### Page extract
By Alvin Camba
As a cornerstone project by President Joko “Jokowi” Widodo, the Jakarta-Bandung high speed railway (HSR) has often been featured in analysis of the Belt and Road Initiative. Like many major Chinese projects in the global south, this project has been labelled a “debt trap” and politicized during elections.
One investment in Indonesia that has received scant attention, however, is the Indonesia Morowali Industrial Park (IMIP), a joint venture between Tsingshan, a Chinese provincial state-owned enterprise, and Bintang Delapan, a domestic Indonesian firm. With Indonesia’s current National Medium Term Development Plan period (2020-24) expected to see the construction of an additional 27 industrial parks, many of which are likely to see Chinese involvement, such joint ventures are certainly deserving of analysis.
The HSR provides a case of host country elites attaining leverage due to competing investors, allowing those elites to attain political legitimacy and access easy money despite the ramifications on the financial health of the country. In contrast, the IMIP, which is directly tied to nickel processing, illustrates how a host country’s industrial policy, which has developmental goals such as upgrading a country’s technological base, disproportionally benefits certain firms and subsectors at the expense of others. In the case of IMIP, capital-intensive smelters have benefited enormously, while mining firms have suffered, resulting in massive social and environmental costs. Recent analysis of IMIP focuses on the issue of Chinese workers and environmental ramifications in the park. However, IMIP is not only a case of a single park, but also an instance of selective government policies that prioritize one subsector over another.
Chinese investments in nickel processing, which is largely represented by IMIP, has created an oligopsony – a situation in which numerous suppliers are forced to compete for relatively few buyers – for firms with smelters.
Oligopsony:
a market situation in which each of a few buyers exerts a disproportionate influence on the market (Merriam-Webster Dictionary)
In other words, Indonesia’s domestic mining companies now compete for access to their primary customer, smelting firms, many of which rely on the backing of Chinese capital in the form of joint ventures. Indonesian policy elites are attempting to increase industrial capacity by discouraging primary commodity exports, particularly raw nickel extracts, to foreign markets. These elites have done so by imposing a nickel export ban, which Chinese firms capitalize on by establishing nickel smelters in Indonesia through joint ventures with several Indonesian large-scale mining (LSM) firms. The ban primarily inhibits LSM firms and artisanal small-scale mining (ASM) groups from selling to foreign markets, allowing the newly relocated Chinese smelting firms with huge smelting and processing capacity to dominate the demand side and dictate the nickel price at very cheap rates. In response to this inadvertently created oligopsony, LSM firms and ASM groups are cutting corners in order to make up for lost profit, passing socio-environmental costs onto Indonesian communities and environments.
######
### Data lines
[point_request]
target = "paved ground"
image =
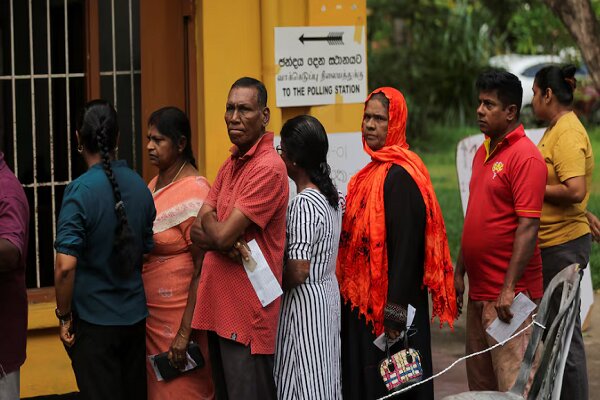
######
◆ Required actions
• A. In the article on Chinese investment in Indonesia's nickel sector, why can the smelting firms dictate nickel prices at very cheap rates? Answer in one to three sentences.
• B. Go on with the article on Chinese investment in Indonesia's nickel sector, picking up after its last paragraph.

◆ Answers to the tasks
• A. The nickel export ban keeps large-scale mining firms and artisanal small-scale mining groups from selling to foreign markets. That lets the newly relocated Chinese smelting firms, which have huge smelting and processing capacity, dominate the demand side. With domestic miners forced to compete for these few buyers, the smelters can set the price.

• B.
Industrialization and Chinese Nickel Smelting Firms
Indonesian political and policy elites are cognizant of Indonesia’s reliance on exporting primary commodities, such as coal, base and precious metals, and palm oil. Since the Cold War, these elites have created numerous initiatives to encourage domestic industrial capacity by providing incentives, limiting imports, and banning some form of natural resource exports. Like many countries in the global south, Indonesia has followed a policy of establishing special economic zones (SEZ) and their various iterations to encourage foreign transfer of skills and technology. However, SEZs, conventionally from Western firms, have been criticized as perpetuating the two-tier economy; one comprising the foreign funder firms and their high-value industries, and the other lower-tier host country economy that provides cheap labor and other primary inputs to the firms.
Chinese firms building their own SEZs in the global south is becoming a new development trend. Data indicates that there are over 99 Chinese-funded overseas parks in the global south. In one famous case, the Malaysia-China Kuantan Industrial Park (MCKIP) was established to circumvent Western tariffs for Alliance Steel, a private Chinese firm, capitalizing on importing Australian ore and assembling steel exports in the area. Similarly, Chinese industrial parks in Thailand, Ethiopia, and Nigeria give incentives to firms to invest, generate local employment, and relocate production in the respective host countries.
Indonesian policy elites want to establish industrial parks not only to increase investments, but also to generate technology and skill spillovers in the hopes of reducing the country’s reliance on natural resource exports. The Tsingshan Group, one of the largest private stainless-steel manufacturers in China with significant linkages to the Zhejiang provincial government, formed a partnership with Bintang Delapan, one of Indonesia’s largest nickel mining companies, and the Indonesian government to build the IMIP in the Morowali Regency in 2012. The China-based Shanghai Decent Investment, a company in the Tsingshan Group, owns 66.25 % while Bintang Delapan Group owns 33.75% of IMIP. IMIP is the first integrated steel facility in Indonesia, comprising an airport, stainless steel facilities, mineral processing plants, and a port. IMIP spans 5000 hectares and comprises 43,000 workers, divided into 38,000 Indonesian workers and 5,000 imported Chinese ones.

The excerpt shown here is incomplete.